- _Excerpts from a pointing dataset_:
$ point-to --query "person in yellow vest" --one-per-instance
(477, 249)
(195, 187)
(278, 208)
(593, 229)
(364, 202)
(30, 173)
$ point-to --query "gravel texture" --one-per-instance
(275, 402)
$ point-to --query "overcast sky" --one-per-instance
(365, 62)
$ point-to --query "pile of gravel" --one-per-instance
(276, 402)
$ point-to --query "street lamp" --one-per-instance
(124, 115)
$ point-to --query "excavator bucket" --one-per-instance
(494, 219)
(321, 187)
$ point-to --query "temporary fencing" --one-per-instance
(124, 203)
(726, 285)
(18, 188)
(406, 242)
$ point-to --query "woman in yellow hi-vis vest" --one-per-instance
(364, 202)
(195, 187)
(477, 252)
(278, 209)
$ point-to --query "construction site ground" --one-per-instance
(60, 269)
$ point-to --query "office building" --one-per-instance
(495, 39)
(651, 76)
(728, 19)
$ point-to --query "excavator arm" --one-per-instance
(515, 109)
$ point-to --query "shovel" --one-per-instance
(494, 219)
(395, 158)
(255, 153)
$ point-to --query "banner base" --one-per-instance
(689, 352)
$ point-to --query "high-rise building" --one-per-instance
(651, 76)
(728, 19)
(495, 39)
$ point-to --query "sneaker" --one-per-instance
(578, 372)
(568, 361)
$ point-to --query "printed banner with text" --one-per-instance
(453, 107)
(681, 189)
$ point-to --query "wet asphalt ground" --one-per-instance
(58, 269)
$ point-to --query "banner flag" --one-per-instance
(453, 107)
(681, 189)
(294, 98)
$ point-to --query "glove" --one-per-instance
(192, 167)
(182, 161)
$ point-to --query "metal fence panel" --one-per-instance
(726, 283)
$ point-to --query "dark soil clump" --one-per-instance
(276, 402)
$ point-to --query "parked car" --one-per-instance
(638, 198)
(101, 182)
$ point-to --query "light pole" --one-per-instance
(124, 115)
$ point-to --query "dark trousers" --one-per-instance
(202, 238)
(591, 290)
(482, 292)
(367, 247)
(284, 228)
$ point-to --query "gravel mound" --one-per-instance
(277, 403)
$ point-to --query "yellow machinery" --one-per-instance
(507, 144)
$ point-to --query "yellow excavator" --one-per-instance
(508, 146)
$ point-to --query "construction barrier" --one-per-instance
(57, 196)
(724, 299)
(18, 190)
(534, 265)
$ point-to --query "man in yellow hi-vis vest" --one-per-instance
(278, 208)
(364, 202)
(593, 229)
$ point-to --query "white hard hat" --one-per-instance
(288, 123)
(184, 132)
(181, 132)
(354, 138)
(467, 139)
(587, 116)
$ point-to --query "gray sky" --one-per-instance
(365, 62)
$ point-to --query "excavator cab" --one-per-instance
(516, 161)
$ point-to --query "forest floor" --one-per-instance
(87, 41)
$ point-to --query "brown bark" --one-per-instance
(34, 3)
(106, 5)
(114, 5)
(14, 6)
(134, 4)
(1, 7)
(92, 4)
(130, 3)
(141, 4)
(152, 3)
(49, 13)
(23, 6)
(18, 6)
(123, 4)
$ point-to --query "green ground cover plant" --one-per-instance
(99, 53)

- _Task description_: Pick out every line in the rows above that contains the word "yellow", and copy those lines.

- _Output for this exercise_:
$ point-to --query "person in yellow vest" --one-per-instance
$ point-to --query "woman in yellow hi-vis vest" --one-per-instance
$ point-to --query "yellow machinery" --one-per-instance
$ point-to --query "yellow excavator" --one-per-instance
$ point-to --query "man in yellow hi-vis vest" --one-per-instance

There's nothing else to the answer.